_Job_: Reproduce the rows below, substituting "yellow beak" for every occurrence of "orange beak" and keeping everything else the same. Omit the pictures from your answer.
· · ·
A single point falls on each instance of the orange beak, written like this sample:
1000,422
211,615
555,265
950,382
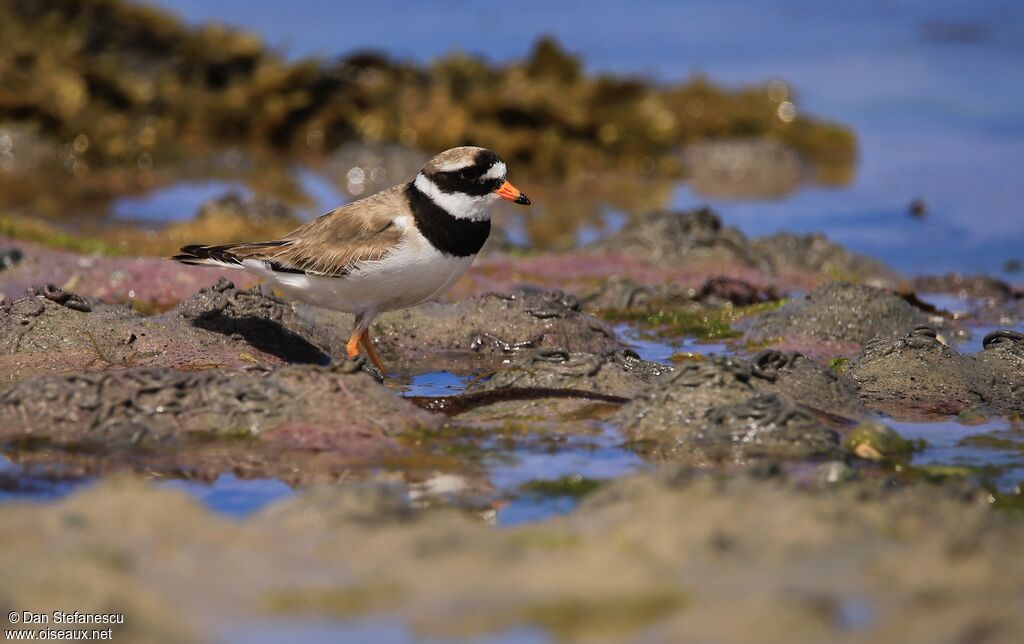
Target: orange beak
512,194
· · ·
_Exercise solution_:
A single point falls on each instance of the yellow beak, written like this sample:
1000,422
211,615
555,265
950,382
Target: yellow beak
512,194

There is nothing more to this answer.